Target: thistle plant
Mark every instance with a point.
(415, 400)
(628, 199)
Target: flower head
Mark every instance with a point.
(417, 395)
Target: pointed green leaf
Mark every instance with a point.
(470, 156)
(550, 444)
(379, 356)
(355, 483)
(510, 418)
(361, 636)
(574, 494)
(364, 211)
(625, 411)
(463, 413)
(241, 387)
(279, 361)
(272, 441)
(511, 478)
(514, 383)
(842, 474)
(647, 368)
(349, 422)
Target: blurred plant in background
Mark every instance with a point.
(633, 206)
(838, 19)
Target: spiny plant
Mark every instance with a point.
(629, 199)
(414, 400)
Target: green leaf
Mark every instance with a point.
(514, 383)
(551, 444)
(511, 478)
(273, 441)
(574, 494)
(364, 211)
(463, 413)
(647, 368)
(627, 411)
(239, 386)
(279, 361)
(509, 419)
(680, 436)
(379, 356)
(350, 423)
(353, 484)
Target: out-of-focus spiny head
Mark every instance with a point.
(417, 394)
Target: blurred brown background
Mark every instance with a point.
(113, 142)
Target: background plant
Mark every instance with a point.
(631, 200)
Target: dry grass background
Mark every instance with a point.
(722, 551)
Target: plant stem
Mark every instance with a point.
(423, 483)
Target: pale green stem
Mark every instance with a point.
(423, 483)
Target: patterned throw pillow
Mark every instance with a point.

········

WHAT THE EXERCISE ASKS. Arrange every line of the items above as a single numbered list, leaving out any blank lines.

RESPONSE TO THIS TASK.
1. Target: thistle plant
2. Mark every instance with a point.
3. (415, 400)
4. (628, 199)
5. Target: flower head
6. Mark every instance with a point.
7. (417, 395)
8. Target: pointed green leaf
9. Mark every instance with a point.
10. (470, 156)
11. (550, 444)
12. (379, 356)
13. (355, 483)
14. (510, 418)
15. (361, 636)
16. (574, 494)
17. (364, 211)
18. (625, 411)
19. (463, 413)
20. (241, 387)
21. (279, 361)
22. (272, 441)
23. (511, 478)
24. (514, 383)
25. (842, 474)
26. (647, 368)
27. (349, 422)
28. Target: blurred plant in background
29. Mark every instance with a point.
30. (633, 206)
31. (838, 19)
32. Target: spiny plant
33. Mark every instance with a point.
34. (629, 199)
35. (414, 400)
36. Target: green leaf
37. Mark every instance with a point.
38. (514, 383)
39. (551, 444)
40. (511, 478)
41. (273, 441)
42. (574, 494)
43. (364, 211)
44. (463, 413)
45. (647, 368)
46. (627, 411)
47. (239, 386)
48. (279, 361)
49. (509, 419)
50. (680, 436)
51. (379, 356)
52. (350, 423)
53. (353, 484)
54. Target: out-of-focus spiny head
55. Mark every instance with a point.
56. (417, 394)
57. Target: blurred brown background
58. Mark every instance with a point.
59. (113, 142)
60. Target: background plant
61. Mark every instance with a point.
62. (631, 200)
63. Target: dry grass background
64. Mark every instance with a point.
65. (722, 551)
66. Target: plant stem
67. Mark every instance with a point.
68. (423, 483)
69. Target: pale green stem
70. Mark every instance with a point.
71. (423, 483)
72. Target: patterned throw pillow
73. Mark every instance with a point.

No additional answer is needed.